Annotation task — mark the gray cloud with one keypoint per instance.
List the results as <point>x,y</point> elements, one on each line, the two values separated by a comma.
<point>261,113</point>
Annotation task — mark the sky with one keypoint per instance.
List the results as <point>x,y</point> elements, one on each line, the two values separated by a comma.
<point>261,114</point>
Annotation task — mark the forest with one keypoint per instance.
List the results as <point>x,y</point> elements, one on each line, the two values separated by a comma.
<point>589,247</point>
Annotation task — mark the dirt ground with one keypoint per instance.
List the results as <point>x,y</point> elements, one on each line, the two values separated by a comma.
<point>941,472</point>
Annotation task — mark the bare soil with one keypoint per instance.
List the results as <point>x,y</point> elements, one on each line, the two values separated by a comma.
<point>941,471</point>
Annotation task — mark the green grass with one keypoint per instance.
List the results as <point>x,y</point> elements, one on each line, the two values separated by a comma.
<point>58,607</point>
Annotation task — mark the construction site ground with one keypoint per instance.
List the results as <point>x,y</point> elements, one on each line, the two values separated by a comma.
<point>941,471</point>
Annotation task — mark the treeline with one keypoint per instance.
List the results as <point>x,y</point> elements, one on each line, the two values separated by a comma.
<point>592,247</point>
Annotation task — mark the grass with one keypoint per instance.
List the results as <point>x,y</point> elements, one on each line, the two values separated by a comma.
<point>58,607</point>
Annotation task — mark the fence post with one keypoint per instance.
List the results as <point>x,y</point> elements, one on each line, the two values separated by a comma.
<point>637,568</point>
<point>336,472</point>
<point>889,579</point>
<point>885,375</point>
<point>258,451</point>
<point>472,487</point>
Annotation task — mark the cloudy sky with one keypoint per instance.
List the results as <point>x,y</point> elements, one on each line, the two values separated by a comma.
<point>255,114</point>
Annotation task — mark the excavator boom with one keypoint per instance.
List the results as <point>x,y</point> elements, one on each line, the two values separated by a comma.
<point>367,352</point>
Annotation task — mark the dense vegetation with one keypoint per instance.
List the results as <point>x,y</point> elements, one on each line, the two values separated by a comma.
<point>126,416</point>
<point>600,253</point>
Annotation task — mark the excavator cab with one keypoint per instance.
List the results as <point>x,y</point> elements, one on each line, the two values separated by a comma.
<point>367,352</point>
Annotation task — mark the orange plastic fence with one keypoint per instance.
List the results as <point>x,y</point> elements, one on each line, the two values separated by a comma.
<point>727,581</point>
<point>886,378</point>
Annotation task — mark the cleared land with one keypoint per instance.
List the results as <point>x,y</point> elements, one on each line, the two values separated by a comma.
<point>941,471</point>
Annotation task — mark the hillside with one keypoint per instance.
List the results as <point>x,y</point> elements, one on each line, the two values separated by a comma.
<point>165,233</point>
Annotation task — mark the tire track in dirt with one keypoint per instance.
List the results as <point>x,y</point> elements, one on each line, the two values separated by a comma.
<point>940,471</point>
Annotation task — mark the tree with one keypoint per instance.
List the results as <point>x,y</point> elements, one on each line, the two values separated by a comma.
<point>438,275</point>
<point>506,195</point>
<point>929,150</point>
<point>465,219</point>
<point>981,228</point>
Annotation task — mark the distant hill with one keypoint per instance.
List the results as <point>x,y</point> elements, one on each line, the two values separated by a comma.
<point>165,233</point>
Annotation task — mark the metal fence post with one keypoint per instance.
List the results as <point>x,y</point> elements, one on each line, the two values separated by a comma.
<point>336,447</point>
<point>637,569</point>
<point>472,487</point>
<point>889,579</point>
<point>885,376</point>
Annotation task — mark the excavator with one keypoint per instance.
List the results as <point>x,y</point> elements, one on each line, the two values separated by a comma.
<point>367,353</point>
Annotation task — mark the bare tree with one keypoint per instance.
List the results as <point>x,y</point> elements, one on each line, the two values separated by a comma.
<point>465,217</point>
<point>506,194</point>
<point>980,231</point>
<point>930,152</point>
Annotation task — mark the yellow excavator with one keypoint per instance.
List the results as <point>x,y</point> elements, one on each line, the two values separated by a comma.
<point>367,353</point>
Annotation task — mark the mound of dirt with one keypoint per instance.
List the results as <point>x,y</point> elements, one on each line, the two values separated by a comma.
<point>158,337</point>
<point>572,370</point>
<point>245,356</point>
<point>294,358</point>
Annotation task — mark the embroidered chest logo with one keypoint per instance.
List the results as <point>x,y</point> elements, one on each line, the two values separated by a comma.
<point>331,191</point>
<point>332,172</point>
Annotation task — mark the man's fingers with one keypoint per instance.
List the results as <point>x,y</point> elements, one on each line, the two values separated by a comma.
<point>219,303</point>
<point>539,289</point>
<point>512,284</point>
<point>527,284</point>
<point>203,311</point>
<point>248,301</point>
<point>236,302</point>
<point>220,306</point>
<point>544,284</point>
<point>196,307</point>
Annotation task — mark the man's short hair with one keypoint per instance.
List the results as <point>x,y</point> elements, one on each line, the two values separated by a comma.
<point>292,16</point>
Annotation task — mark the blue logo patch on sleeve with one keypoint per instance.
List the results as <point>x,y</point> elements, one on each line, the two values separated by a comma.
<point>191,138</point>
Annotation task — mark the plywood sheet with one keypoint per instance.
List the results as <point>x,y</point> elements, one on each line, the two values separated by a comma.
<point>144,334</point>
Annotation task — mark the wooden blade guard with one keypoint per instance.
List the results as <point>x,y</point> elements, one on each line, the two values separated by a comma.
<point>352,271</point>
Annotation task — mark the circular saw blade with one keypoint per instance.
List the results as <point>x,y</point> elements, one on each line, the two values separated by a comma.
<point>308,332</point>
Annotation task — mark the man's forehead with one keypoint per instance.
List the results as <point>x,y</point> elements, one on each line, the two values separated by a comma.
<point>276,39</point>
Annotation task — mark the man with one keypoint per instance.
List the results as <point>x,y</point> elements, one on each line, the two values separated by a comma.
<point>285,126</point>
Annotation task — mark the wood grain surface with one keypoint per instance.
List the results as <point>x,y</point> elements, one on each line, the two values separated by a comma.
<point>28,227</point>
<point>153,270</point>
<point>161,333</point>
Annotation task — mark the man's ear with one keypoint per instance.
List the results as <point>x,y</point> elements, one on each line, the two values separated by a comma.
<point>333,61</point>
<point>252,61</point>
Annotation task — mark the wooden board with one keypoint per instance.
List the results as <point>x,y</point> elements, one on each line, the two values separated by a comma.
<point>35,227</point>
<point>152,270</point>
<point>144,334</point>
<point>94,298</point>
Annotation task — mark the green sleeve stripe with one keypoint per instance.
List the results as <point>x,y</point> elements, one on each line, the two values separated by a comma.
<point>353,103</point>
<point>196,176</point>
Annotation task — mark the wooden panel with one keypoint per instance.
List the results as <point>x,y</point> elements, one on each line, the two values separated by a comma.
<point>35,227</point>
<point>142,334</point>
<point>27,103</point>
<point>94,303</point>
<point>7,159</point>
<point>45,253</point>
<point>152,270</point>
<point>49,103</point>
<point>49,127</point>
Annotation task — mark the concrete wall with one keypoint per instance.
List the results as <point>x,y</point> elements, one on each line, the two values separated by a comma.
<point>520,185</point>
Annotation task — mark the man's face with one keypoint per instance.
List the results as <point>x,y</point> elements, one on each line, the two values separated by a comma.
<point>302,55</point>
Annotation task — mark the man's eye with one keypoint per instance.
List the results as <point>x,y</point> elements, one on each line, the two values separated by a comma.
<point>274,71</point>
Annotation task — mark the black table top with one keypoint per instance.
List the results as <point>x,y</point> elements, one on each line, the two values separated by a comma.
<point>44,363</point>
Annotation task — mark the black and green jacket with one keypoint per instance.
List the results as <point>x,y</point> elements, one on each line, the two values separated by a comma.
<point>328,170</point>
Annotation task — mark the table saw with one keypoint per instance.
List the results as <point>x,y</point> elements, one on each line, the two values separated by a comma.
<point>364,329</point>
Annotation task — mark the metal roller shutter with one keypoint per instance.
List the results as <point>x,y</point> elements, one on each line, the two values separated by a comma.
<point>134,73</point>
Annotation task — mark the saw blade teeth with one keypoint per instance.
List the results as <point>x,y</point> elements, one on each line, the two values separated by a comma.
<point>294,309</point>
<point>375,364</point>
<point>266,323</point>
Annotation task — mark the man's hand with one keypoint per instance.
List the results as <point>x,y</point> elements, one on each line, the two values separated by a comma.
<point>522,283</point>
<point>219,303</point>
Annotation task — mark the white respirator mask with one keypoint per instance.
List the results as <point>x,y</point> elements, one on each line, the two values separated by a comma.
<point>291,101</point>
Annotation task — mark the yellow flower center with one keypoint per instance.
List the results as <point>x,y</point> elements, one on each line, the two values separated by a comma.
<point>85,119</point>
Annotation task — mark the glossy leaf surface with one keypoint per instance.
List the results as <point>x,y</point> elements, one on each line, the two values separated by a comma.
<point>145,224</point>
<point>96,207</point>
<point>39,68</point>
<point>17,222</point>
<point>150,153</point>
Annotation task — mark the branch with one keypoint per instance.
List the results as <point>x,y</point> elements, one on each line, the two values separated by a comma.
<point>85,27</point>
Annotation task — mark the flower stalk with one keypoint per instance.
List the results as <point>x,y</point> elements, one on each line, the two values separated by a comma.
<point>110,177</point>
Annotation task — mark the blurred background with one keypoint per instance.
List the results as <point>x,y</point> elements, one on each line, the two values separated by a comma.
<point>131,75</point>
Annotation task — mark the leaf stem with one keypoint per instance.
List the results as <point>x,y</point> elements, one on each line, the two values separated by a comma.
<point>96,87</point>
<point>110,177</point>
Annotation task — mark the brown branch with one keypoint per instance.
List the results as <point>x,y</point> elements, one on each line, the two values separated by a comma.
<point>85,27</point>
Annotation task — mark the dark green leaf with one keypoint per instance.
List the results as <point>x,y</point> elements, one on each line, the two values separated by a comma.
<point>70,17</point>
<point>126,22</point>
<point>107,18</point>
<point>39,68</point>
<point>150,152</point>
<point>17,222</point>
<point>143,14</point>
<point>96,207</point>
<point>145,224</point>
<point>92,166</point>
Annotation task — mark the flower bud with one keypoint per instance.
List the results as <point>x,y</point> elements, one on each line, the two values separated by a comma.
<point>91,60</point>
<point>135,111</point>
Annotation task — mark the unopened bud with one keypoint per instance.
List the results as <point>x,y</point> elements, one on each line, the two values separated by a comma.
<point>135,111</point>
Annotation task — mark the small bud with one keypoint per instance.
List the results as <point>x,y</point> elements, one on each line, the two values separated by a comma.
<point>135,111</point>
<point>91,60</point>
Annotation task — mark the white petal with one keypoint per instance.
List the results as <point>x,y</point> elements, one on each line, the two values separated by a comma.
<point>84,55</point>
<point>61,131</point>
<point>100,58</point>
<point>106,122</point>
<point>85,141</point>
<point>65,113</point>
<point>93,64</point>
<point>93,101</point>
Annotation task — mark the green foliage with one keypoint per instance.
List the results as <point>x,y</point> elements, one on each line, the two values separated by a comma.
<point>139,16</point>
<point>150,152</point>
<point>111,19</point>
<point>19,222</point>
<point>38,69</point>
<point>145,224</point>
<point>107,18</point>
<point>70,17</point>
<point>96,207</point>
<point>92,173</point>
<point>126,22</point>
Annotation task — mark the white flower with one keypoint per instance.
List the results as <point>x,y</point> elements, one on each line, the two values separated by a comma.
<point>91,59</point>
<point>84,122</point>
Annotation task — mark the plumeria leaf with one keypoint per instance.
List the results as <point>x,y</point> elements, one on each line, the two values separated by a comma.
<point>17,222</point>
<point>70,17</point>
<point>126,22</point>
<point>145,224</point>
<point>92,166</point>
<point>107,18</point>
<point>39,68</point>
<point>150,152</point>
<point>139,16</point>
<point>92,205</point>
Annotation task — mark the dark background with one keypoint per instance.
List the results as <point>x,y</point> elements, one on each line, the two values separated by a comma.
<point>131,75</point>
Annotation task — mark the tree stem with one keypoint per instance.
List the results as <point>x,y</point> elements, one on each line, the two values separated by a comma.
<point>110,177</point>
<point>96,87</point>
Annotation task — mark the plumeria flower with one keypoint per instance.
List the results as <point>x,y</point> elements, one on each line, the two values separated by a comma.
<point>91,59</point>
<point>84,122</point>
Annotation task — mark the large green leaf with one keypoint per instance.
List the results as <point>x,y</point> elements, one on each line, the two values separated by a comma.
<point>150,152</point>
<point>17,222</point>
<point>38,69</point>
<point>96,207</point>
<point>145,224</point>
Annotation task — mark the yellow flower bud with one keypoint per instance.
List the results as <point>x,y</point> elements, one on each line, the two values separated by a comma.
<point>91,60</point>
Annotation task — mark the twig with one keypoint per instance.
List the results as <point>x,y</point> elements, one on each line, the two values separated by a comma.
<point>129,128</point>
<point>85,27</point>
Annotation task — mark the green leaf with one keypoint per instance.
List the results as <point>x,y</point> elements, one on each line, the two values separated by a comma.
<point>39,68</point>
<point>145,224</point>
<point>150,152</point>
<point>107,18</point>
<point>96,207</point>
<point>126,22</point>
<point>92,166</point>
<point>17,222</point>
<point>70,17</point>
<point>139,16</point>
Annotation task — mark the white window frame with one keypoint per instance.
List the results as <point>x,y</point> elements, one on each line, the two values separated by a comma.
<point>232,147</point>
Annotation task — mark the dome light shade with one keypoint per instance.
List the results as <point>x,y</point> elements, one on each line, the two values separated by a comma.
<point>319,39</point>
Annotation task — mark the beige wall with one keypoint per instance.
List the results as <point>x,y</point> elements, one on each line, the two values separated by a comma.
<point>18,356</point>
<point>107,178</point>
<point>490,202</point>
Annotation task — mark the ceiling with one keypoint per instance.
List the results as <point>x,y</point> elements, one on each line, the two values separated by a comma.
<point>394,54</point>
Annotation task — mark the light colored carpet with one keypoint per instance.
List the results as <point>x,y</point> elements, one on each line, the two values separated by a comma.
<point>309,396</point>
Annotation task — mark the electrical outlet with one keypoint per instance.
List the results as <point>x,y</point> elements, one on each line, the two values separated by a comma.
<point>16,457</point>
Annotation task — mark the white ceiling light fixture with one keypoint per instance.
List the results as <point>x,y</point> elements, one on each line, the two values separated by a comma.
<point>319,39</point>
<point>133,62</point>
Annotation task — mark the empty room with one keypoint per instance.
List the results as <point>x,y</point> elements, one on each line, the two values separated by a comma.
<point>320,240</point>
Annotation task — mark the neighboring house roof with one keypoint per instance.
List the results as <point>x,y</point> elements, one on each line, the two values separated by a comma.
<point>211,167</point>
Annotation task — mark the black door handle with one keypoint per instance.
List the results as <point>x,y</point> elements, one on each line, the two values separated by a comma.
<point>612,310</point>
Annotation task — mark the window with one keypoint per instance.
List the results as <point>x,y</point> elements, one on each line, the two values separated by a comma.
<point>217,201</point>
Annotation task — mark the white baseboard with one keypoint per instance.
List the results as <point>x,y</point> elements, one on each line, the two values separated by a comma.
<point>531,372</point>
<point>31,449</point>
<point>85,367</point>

▸ THE TASK: Using the records above, repeat exactly the lines from the first one through the line with "Annotation task — mark the forest".

▸ OUTPUT OF THE TASK:
Annotation task — mark the gray cloud with one keypoint per instance.
List the results as <point>x,y</point> elements, one on each line, the two values separated by a comma.
<point>261,113</point>
Annotation task — mark the sky with one keypoint per instance.
List the results as <point>x,y</point> elements, one on each line, the two values separated by a comma.
<point>261,114</point>
Annotation task — mark the forest with one keypoint per instance.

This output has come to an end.